***** LISTED ENTRIES

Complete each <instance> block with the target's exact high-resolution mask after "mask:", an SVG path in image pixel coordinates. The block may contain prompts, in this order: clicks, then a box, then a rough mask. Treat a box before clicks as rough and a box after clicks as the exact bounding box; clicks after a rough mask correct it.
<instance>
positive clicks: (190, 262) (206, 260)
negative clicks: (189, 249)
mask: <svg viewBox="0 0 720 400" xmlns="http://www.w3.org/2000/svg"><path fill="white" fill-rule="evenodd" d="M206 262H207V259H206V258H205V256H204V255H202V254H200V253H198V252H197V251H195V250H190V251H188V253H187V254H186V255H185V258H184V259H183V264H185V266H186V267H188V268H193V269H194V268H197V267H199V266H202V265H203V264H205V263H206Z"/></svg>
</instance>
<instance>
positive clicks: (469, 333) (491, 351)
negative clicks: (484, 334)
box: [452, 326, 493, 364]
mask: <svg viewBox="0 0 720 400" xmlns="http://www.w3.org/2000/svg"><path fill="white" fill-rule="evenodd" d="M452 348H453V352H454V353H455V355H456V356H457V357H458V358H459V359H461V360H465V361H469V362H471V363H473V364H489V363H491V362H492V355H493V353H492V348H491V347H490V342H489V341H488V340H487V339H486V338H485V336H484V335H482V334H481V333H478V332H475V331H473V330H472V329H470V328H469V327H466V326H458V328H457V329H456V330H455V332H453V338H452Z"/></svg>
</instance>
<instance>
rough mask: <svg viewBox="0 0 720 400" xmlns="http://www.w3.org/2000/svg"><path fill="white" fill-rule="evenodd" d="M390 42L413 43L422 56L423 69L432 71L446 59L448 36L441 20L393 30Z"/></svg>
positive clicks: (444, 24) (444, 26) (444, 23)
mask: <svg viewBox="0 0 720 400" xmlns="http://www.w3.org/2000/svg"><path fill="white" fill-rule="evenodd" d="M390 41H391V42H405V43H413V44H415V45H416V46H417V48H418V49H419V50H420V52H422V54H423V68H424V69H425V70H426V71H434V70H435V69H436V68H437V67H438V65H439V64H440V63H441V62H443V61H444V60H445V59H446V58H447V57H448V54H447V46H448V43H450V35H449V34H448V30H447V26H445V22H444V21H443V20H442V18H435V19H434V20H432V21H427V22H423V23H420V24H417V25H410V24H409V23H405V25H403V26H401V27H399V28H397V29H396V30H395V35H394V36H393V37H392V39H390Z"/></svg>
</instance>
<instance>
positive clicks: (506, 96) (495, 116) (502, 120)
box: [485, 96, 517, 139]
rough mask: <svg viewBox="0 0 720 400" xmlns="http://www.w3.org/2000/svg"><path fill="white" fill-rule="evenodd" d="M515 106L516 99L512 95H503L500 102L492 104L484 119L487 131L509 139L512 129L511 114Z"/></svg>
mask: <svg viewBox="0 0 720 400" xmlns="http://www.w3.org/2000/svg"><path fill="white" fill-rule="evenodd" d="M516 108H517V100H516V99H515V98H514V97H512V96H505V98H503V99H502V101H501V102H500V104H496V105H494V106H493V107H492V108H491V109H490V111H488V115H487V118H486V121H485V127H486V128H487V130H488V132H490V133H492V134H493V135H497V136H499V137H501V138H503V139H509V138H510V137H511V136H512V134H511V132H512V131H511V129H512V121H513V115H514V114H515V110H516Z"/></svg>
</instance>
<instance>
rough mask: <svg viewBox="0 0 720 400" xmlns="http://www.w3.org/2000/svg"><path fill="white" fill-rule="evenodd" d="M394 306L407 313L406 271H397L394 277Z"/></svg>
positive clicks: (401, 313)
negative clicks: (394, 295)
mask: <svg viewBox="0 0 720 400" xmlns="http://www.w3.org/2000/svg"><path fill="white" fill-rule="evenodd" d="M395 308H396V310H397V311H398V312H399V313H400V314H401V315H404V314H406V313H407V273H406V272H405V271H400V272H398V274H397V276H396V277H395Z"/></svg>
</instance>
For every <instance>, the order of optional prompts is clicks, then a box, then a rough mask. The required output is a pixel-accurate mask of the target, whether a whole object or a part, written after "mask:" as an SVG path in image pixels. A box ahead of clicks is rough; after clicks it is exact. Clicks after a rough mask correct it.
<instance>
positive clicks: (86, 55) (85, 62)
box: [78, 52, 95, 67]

**********

▶ [WHAT YOU ARE ASKED TO DO]
Take every line from the records above that has the word "then" and copy it.

▶ [SOLUTION]
Complete each <instance> block with the target's exact high-resolution mask after "mask:", an SVG path in image pixel coordinates. The block may contain prompts, in this order: clicks, then a box, then a rough mask. Treat a box before clicks as rough and a box after clicks as the exact bounding box; clicks after a rough mask correct it.
For every <instance>, the order of optional prompts is clicks, then a box, then a rough mask. The required output is a pixel-accurate mask of the target, whether a whole object or a part, written after "mask:" as an SVG path in image pixels. A box ahead of clicks is rough; after clicks it is exact. Clicks after a rough mask correct it.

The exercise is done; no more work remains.